_Records for the task_
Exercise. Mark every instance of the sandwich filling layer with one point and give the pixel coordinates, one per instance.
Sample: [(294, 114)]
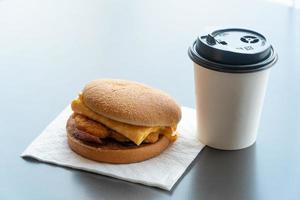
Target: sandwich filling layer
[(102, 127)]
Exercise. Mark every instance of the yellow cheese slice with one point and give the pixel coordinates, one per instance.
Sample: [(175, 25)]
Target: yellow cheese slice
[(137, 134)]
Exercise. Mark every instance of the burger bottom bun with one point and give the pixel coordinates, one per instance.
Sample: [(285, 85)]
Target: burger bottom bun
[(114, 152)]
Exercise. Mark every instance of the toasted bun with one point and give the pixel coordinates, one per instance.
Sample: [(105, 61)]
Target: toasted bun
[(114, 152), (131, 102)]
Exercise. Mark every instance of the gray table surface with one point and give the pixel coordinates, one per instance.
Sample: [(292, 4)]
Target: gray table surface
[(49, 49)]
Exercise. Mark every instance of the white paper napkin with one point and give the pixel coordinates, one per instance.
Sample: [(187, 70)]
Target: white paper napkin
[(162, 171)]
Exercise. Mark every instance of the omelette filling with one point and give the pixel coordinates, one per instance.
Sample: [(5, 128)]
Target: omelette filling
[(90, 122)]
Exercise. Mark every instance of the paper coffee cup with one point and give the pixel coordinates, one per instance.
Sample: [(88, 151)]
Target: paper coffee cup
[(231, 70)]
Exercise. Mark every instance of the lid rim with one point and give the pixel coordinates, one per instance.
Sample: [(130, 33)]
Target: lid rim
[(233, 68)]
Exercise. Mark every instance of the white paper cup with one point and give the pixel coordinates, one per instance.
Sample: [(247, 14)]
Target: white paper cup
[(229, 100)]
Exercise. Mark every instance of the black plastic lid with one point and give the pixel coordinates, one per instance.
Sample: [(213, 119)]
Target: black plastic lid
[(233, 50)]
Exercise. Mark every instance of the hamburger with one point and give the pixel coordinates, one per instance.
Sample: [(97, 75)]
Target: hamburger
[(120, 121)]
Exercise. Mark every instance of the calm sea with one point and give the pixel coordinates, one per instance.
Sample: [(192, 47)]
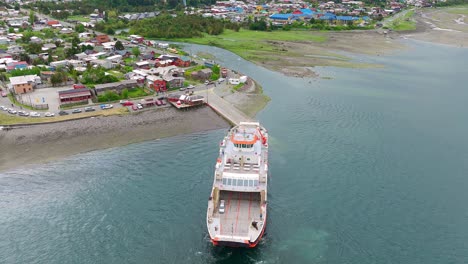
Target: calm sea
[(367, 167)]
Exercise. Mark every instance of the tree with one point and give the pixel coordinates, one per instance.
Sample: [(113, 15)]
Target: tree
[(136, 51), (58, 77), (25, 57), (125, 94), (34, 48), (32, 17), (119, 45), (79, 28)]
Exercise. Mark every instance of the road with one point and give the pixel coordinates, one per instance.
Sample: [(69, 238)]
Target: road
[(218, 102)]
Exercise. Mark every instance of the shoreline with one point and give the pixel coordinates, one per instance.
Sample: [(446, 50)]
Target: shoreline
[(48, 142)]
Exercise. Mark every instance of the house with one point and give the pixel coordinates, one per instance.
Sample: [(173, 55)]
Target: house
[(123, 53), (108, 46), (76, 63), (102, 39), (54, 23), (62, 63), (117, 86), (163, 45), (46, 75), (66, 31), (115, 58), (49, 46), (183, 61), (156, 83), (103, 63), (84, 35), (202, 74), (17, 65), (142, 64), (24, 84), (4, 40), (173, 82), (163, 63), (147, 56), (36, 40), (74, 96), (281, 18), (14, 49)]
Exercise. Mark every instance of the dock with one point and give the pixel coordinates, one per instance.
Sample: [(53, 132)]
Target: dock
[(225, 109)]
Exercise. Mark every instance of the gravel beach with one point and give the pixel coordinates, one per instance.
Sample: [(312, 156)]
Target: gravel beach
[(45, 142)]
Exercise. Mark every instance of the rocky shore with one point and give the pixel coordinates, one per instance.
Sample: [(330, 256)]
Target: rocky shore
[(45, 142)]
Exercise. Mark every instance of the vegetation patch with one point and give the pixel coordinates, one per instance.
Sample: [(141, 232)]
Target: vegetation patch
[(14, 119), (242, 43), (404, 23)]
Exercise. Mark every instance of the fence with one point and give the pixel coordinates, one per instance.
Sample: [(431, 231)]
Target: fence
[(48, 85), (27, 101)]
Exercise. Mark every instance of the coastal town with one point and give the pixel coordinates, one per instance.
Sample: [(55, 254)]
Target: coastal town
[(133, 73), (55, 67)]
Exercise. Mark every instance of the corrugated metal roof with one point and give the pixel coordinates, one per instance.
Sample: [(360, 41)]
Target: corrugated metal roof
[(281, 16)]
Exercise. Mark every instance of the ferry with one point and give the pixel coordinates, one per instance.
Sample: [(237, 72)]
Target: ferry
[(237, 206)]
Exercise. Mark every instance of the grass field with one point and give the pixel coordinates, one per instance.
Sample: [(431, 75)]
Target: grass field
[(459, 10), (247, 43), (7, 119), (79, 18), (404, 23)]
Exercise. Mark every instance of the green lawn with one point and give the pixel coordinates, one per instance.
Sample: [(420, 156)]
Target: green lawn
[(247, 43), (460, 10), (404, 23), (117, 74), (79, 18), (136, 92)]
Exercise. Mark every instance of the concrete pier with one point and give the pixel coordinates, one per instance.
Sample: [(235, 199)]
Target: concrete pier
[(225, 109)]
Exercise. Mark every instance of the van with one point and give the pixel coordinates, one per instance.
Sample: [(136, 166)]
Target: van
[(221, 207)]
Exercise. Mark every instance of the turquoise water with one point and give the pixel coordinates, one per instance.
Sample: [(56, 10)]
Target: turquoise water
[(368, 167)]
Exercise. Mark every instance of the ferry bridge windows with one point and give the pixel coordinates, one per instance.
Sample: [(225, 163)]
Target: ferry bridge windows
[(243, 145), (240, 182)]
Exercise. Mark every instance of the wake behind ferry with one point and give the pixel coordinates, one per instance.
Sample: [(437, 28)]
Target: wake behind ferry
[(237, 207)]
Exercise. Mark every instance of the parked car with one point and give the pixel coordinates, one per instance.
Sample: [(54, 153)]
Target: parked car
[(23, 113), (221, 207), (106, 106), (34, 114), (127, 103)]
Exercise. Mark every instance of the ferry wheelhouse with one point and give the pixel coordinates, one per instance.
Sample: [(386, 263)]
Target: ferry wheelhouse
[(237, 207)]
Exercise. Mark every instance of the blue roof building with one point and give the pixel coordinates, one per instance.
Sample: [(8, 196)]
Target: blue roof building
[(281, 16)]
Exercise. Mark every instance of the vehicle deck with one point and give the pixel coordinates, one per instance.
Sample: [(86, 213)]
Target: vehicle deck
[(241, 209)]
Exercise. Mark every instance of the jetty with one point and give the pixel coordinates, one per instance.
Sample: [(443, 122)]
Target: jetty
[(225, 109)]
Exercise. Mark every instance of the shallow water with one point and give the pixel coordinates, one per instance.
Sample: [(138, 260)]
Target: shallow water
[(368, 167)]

_Direction_
Please copy the material word for word, from its first line through the line containing "[(137, 134)]", and leave the pictures out.

_Solution_
Exercise. Mark every instance of the sandwich filling layer with one point and give the pixel coordinates, one per instance.
Sample: [(294, 114)]
Target: sandwich filling layer
[(102, 127)]
Exercise. Mark every instance of the yellow cheese slice with one point and give the pixel coordinates, one per instance.
Sample: [(175, 25)]
Target: yellow cheese slice
[(137, 134)]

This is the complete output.